(Image point grounding data)
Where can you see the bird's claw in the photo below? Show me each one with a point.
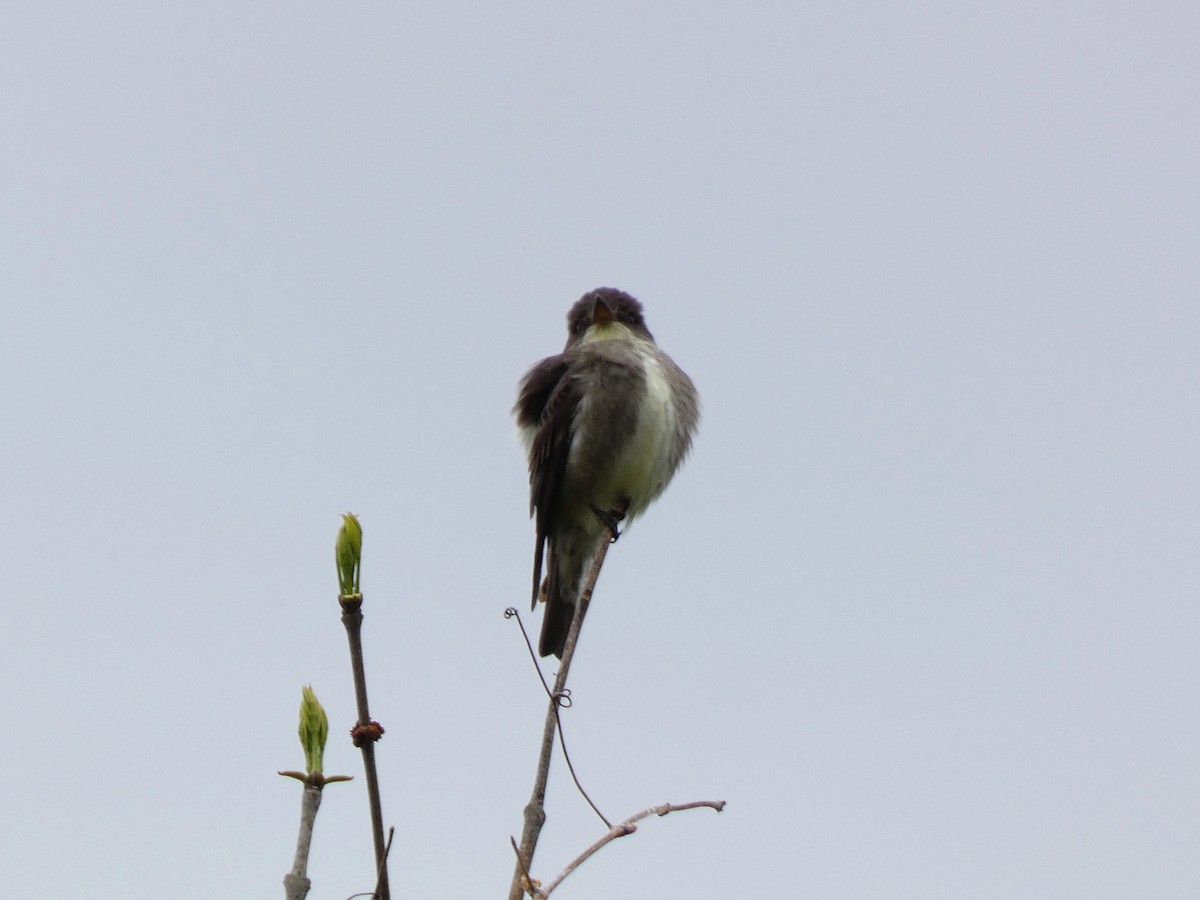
(611, 520)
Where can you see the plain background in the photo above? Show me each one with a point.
(922, 604)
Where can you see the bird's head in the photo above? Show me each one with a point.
(605, 315)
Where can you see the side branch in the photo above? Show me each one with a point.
(619, 831)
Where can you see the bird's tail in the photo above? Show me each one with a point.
(564, 579)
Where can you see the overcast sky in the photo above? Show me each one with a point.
(922, 604)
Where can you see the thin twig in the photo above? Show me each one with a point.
(619, 831)
(366, 732)
(297, 883)
(535, 810)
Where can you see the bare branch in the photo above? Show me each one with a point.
(535, 810)
(619, 831)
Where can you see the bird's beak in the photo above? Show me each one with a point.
(601, 315)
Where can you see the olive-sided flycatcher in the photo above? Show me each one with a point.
(606, 424)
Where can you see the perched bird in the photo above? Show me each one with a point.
(606, 424)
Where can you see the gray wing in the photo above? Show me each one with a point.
(546, 401)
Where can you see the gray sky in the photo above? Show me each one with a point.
(922, 605)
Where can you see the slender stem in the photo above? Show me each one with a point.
(619, 831)
(352, 617)
(295, 883)
(535, 810)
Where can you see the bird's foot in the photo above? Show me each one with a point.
(610, 519)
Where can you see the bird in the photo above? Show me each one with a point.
(606, 424)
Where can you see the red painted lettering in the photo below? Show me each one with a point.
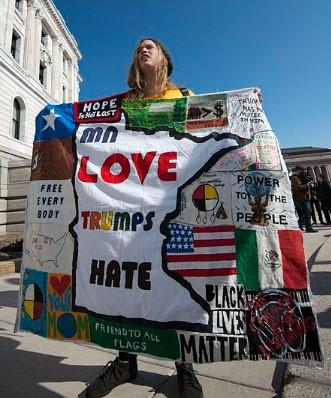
(108, 176)
(143, 165)
(167, 161)
(82, 172)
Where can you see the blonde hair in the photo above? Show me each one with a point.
(136, 78)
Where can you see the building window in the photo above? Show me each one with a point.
(64, 93)
(18, 5)
(65, 65)
(42, 69)
(44, 38)
(14, 49)
(16, 120)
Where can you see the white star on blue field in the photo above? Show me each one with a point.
(55, 122)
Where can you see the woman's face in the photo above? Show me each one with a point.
(148, 55)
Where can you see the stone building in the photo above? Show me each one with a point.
(38, 65)
(317, 161)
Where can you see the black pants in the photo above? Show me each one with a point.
(314, 203)
(326, 208)
(126, 356)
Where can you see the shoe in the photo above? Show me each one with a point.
(188, 384)
(112, 375)
(311, 230)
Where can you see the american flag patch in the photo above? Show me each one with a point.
(202, 251)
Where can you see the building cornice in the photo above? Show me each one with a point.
(13, 68)
(60, 22)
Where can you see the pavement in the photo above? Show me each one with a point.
(34, 367)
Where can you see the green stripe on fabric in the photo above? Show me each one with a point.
(133, 338)
(247, 259)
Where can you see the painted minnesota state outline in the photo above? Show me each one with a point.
(171, 300)
(43, 248)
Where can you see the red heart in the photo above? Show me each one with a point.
(60, 285)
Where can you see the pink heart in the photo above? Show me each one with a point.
(60, 285)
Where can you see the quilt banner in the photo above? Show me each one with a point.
(166, 228)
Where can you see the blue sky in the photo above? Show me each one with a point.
(281, 46)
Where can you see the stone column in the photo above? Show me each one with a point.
(71, 81)
(38, 27)
(29, 40)
(60, 72)
(55, 57)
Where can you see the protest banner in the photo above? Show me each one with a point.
(166, 228)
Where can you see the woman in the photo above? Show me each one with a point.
(148, 78)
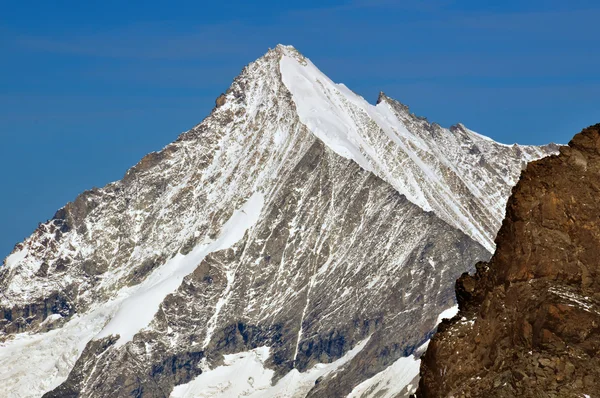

What you will do>
Retype all the entries exactly; drop the pictures.

Solution to this problem>
Where can you see the bird's claw in the photo below? Show me each one with a point.
(611, 520)
Where can you see the plain background in the photo above? Show me each one with a point.
(922, 604)
Where can you see the bird's head in the photo above? Show me each one with a point.
(605, 315)
Where can you see the side branch in the photo above? Show me each one with a point.
(619, 831)
Where can you see the bird's tail in the photo above? Show me each one with a point.
(564, 579)
Where can you see the overcast sky in the photo above? Show me each one with a point.
(922, 604)
Where can you see the thin twig in the photo above? Show me each one with a point.
(619, 831)
(366, 732)
(297, 883)
(535, 810)
Where can you see the bare branch in the photo above? Show me each one with a point.
(535, 810)
(619, 831)
Where can you see the bird's beak in the photo above? Show me each one with a point.
(601, 315)
Where can you see the olive-sided flycatcher in the photo above? Show me each one with a point.
(606, 424)
Where can you see the perched bird in the photo above? Show me each one with a point.
(606, 424)
Where can you see the gray wing in the photo above? Show me each one with a point.
(546, 401)
Where can you see the gray sky in the photo above? Show me each one with a point.
(922, 605)
Where can you see the slender stem in the photo above? Show me each one with a point.
(619, 831)
(352, 617)
(295, 883)
(535, 810)
Where can you see the bird's foot in the photo above? Show me each one with a point.
(610, 519)
Where can you see the bird in the photo above? Show me each one with a point.
(606, 424)
Where can you see the red painted lettering in the photo below? Show me each one with a point.
(108, 176)
(143, 165)
(167, 161)
(82, 172)
Where can you see the blonde hair in the photo above? Show me each one with a point.
(136, 78)
Where can you see the building window in the photo above? Show me each one with a point.
(64, 93)
(18, 5)
(65, 65)
(42, 69)
(44, 38)
(14, 49)
(16, 120)
Where can you see the white star on blue field in the photo above? Show me each one with a point.
(55, 122)
Where can you see the woman's face in the photo above? Show me each one with a point.
(148, 55)
Where can you see the stone building in the photo above? Show me each one with a point.
(38, 65)
(317, 161)
Where can you see the black pants in the photo above? Show me each one with a point.
(314, 203)
(326, 208)
(126, 356)
Where can you see the shoe in the photo above? Show me each one with a point.
(188, 384)
(112, 375)
(311, 230)
Where can you see the american flag patch in the photo above? Show me each one with a point.
(202, 251)
Where can you see the building cornice in the photo above? Show me each one with a point.
(13, 68)
(60, 22)
Where can you see the pavement in the photo above? Show me each one with a point.
(34, 367)
Where can you see the green stripe on fabric in the photo above? Show me each one with a point.
(133, 338)
(247, 259)
Where can you see the painted minnesota state outline in the photo above? Show me each one with a point.
(171, 300)
(43, 248)
Where can you see the red heart in the photo above? Show me each one with a point.
(60, 285)
Where can you see the pink heart in the photo above? Show me each one with a point.
(60, 285)
Where can you see the quilt banner in the photo above? Show me each one with a point.
(166, 228)
Where can you see the blue sky in the photo above? Show me each one with a point.
(281, 46)
Where can you see the stone column in the photo above? Show me each one with a point.
(71, 81)
(38, 27)
(29, 40)
(60, 72)
(55, 57)
Where can you see the protest banner in the photo above? Show me each one with a point.
(166, 228)
Where can you see the woman in the photo above? Show me each one with a point.
(148, 78)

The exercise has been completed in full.